EXERCISE INSTRUCTIONS: Can you reproduce each of the rows below word for word, leaving out the pictures?
■ ■ ■ ■ ■
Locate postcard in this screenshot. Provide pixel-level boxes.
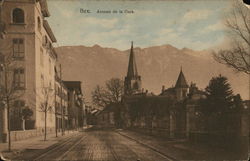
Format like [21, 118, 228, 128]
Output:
[0, 0, 250, 161]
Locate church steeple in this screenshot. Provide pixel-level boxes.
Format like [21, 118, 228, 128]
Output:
[127, 41, 138, 78]
[175, 67, 188, 88]
[175, 67, 188, 100]
[124, 41, 141, 95]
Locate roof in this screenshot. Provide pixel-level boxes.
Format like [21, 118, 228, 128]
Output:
[43, 20, 56, 42]
[39, 0, 50, 17]
[63, 81, 82, 94]
[127, 42, 138, 78]
[160, 87, 176, 95]
[175, 69, 188, 88]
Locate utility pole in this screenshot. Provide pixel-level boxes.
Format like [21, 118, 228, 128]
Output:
[60, 64, 64, 135]
[3, 65, 11, 151]
[54, 79, 57, 137]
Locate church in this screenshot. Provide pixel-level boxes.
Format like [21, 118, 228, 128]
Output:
[120, 42, 205, 138]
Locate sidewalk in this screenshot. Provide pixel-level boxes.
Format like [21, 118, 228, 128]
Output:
[0, 130, 79, 159]
[117, 130, 245, 161]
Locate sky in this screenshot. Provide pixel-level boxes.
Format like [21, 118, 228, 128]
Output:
[48, 0, 231, 50]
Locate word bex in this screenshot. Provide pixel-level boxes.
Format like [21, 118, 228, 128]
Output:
[80, 8, 91, 13]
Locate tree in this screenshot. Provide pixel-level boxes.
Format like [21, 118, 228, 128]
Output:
[214, 1, 250, 74]
[22, 106, 33, 130]
[0, 38, 23, 151]
[205, 75, 233, 113]
[201, 75, 234, 131]
[92, 78, 123, 108]
[37, 87, 54, 141]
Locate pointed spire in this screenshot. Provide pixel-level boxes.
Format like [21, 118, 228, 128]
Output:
[127, 41, 138, 78]
[175, 67, 188, 88]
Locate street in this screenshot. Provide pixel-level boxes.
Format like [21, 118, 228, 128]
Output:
[17, 130, 174, 161]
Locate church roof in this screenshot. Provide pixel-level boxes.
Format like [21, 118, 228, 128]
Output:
[127, 42, 138, 78]
[175, 69, 188, 88]
[39, 0, 50, 17]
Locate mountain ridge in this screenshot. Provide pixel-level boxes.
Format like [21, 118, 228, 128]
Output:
[56, 44, 248, 101]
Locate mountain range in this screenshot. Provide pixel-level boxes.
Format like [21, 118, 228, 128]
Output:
[56, 45, 249, 102]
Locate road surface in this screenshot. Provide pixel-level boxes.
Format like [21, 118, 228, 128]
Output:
[26, 130, 171, 161]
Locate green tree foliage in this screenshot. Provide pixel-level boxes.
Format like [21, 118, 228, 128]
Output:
[205, 75, 233, 114]
[91, 78, 123, 108]
[201, 75, 239, 132]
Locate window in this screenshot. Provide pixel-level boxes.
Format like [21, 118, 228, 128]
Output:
[49, 59, 51, 74]
[41, 75, 44, 88]
[37, 17, 41, 31]
[10, 100, 25, 130]
[0, 53, 5, 63]
[40, 48, 43, 66]
[12, 8, 24, 23]
[13, 39, 24, 58]
[14, 68, 25, 89]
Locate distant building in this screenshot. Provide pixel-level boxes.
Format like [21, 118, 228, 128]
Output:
[124, 42, 141, 95]
[63, 81, 86, 129]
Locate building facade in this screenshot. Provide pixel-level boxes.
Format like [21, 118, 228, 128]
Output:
[0, 0, 84, 141]
[63, 81, 86, 129]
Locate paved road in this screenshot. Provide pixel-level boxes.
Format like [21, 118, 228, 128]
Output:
[28, 130, 173, 161]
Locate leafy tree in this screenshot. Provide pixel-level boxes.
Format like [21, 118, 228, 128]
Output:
[205, 75, 233, 113]
[214, 0, 250, 74]
[92, 78, 123, 108]
[36, 86, 54, 141]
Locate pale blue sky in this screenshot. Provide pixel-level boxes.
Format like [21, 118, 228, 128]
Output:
[48, 0, 231, 50]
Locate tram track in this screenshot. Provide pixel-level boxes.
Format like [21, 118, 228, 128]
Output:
[116, 131, 178, 161]
[32, 134, 82, 160]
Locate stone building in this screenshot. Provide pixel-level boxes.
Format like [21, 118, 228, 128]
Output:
[55, 66, 69, 132]
[120, 41, 203, 138]
[0, 0, 57, 140]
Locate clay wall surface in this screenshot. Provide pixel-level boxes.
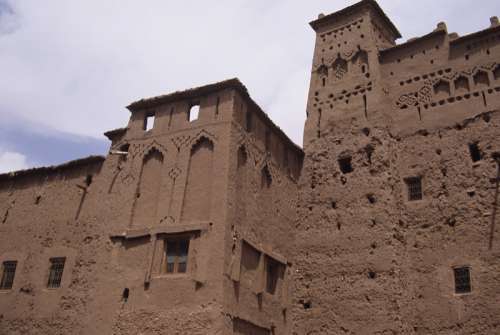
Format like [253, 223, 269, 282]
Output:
■ ■ ■ ■ ■
EXERCISE ANSWER:
Locate postcard in this screenshot. Provide pixel-level boxes.
Format like [21, 118, 228, 128]
Output:
[0, 0, 250, 161]
Locate church steeple in this screenshot. Provide pixel-level boxes.
Format like [21, 118, 228, 128]
Output:
[127, 41, 138, 78]
[175, 67, 188, 88]
[175, 67, 188, 100]
[124, 41, 141, 95]
Locate roof in this screenshot. Provide pixel-level boxes.
Format like [21, 118, 228, 128]
Output:
[43, 20, 56, 42]
[39, 0, 50, 17]
[63, 81, 82, 94]
[127, 42, 138, 78]
[160, 87, 176, 95]
[175, 69, 188, 88]
Locate utility pole in this screenshot. Provide pixel-level boxes.
Format like [21, 118, 228, 128]
Output:
[60, 64, 64, 135]
[3, 65, 11, 151]
[54, 79, 57, 137]
Locate church in this screenshot. Provide pixel-level boxes.
Format like [21, 118, 228, 128]
Output:
[120, 42, 205, 138]
Locate sidewalk in this screenshot. Provide pixel-level boxes.
Format like [21, 118, 228, 128]
Output:
[0, 130, 79, 159]
[117, 130, 245, 161]
Locate sky in this screenshot. Provide pixel-level boxes.
Format like [21, 118, 228, 128]
Output:
[48, 0, 231, 50]
Locate word bex in this screenshot. Provide pixel-level boxes.
Format like [21, 118, 228, 128]
Output:
[80, 8, 91, 13]
Locate tree in this screenshot. Provide pixel-level boxes.
Format like [21, 118, 228, 128]
Output:
[214, 1, 250, 74]
[22, 106, 33, 130]
[0, 38, 23, 151]
[205, 75, 233, 113]
[201, 75, 234, 131]
[92, 78, 123, 108]
[37, 87, 54, 141]
Locate pointed spire in this screenshot. Provide pixel-level boxes.
Format like [21, 118, 228, 128]
Output:
[127, 41, 138, 78]
[175, 67, 188, 88]
Locate street in this screenshot. Provide pixel-level boxes.
Format like [21, 118, 228, 128]
Output:
[17, 130, 174, 161]
Locate church roof in this screenshot. Provide pixel-level boxes.
Format like [21, 118, 228, 128]
Output:
[127, 42, 138, 78]
[175, 69, 188, 88]
[39, 0, 50, 17]
Locate mountain ridge in this screenshot. Provide pixel-level boxes.
Format like [21, 118, 228, 128]
Output:
[56, 44, 248, 101]
Locate mountain range in this screenshot. Provide pixel-level boxes.
Format like [21, 118, 228, 128]
Output:
[56, 45, 249, 102]
Locate road surface in this screenshot. Provide pixel-level boxes.
Format like [21, 118, 228, 128]
Output:
[26, 130, 171, 161]
Locate green tree foliage in this screenshot. Provide pixel-level boxes.
Format like [21, 118, 228, 128]
Output:
[205, 75, 233, 114]
[91, 78, 123, 108]
[201, 75, 239, 132]
Locate window in this screenshot. Provide pixel-level boxes.
Format like [21, 118, 228, 128]
Output:
[49, 59, 51, 74]
[41, 75, 44, 88]
[37, 17, 41, 31]
[10, 100, 25, 130]
[0, 53, 5, 63]
[40, 48, 43, 66]
[12, 8, 24, 23]
[13, 39, 24, 58]
[14, 68, 25, 89]
Locate distant building in this screenshot. Provide pixel-level boxes.
Format like [21, 118, 228, 128]
Output:
[124, 42, 141, 95]
[63, 81, 86, 129]
Locate building facade in this screenshot. Provide pixel-level boxes.
Format like [21, 118, 228, 128]
Output:
[0, 0, 84, 141]
[63, 81, 86, 129]
Locate paved road in this screenshot. Provide pixel-level boxes.
Format like [21, 118, 228, 128]
Output:
[28, 130, 173, 161]
Locate leafy tree in this screenshot. Provide pixel-level boxes.
Format like [21, 118, 228, 128]
Output:
[205, 75, 233, 113]
[214, 0, 250, 74]
[92, 78, 123, 108]
[36, 86, 54, 141]
Locate pale blue sky in this screenshot. Provide pixel-level boxes.
Format like [21, 118, 228, 128]
Output:
[48, 0, 231, 50]
Locate tram track in this screenshot. Provide pixel-level boxes.
Format like [21, 118, 228, 128]
Output:
[116, 131, 178, 161]
[32, 134, 82, 160]
Locate stone building in this screenshot. Provide pixel-level boxes.
Format like [21, 118, 228, 128]
Output:
[55, 66, 69, 132]
[120, 41, 203, 138]
[0, 0, 57, 140]
Locate clay wall surface in this screenshot. Provide pixel-level boxes.
Format like [253, 223, 269, 282]
Output:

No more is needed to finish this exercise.